◆ **Instruction**
Please answer these questions using the article on Marcus Tullius Hun below.
(a) Which college did Hun graduate from, and in what year?
(b) In what year was the Appellate Division of Supreme Court established?
(c) What was the name of the firm Hun formed with his son-in-law?

◆ **Article**

═══

Marcus Tullius Hun (May 22, 1845 – February 28, 1920) was a New York lawyer who served as the state's Supreme Court Reporter for 32 years, from his appointment in 1874 up to his retirement, in the fall of 1905.

Early life and education
Born in Albany, New York to Dr. Thomas Hun, he studied at private schools in Massachusetts and at the Albany Boys Academy before entering Union College, from which he graduated in 1865. He attended Albany Law School, and upon graduation was admitted to the bar and commenced the practice of law at Albany as a partner of Orlando Meads.

Legal career
In 1874 Hun was appointed Supreme Court Reporter, which position he held for 32 years, until the fall of 1905. In 1894, the Appellate Division of Supreme Court was established pursuant to a revised state constitution, and Hun thereafter served as publisher of the Appellate Division Reports. Hun has been described as "the most prolific reporter of the nominative reports". Upon his retirement, a resolution was published in 108 App Div xlv stating:

While serving in this capacity, he entered into partnership with his brother, Leonard G. Hun, under the firm name of M. T. & L. G. Hun. After the death of his brother he was associated with Russell Johnston and Learned Hand until 1902, when Hand moved to New York City. Hun then formed a new firm with his son-in-law, Lewis R. Parker, under the name Hun & Parker. On June 13, 1905, the board of trustees of Union College conferred upon him the honorary degree of LL. D.

═══

(Dataset rows)

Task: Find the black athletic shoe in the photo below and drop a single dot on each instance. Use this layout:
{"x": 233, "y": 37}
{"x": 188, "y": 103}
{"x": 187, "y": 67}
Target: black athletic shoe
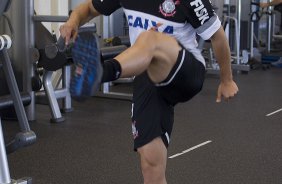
{"x": 87, "y": 74}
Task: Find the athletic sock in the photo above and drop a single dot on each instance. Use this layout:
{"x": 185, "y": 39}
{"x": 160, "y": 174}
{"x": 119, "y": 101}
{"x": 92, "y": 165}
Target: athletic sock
{"x": 111, "y": 70}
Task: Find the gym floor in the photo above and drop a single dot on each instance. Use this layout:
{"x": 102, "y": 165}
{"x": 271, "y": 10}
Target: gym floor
{"x": 233, "y": 142}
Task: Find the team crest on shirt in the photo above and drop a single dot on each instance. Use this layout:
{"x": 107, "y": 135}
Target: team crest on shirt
{"x": 167, "y": 8}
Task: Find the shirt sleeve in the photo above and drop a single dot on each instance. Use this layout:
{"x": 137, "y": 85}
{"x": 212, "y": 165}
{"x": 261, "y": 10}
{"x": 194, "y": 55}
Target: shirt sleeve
{"x": 106, "y": 7}
{"x": 202, "y": 17}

═══

◆ **Answer to the exercise**
(a) Union College, in 1865.
(b) 1894.
(c) Hun & Parker.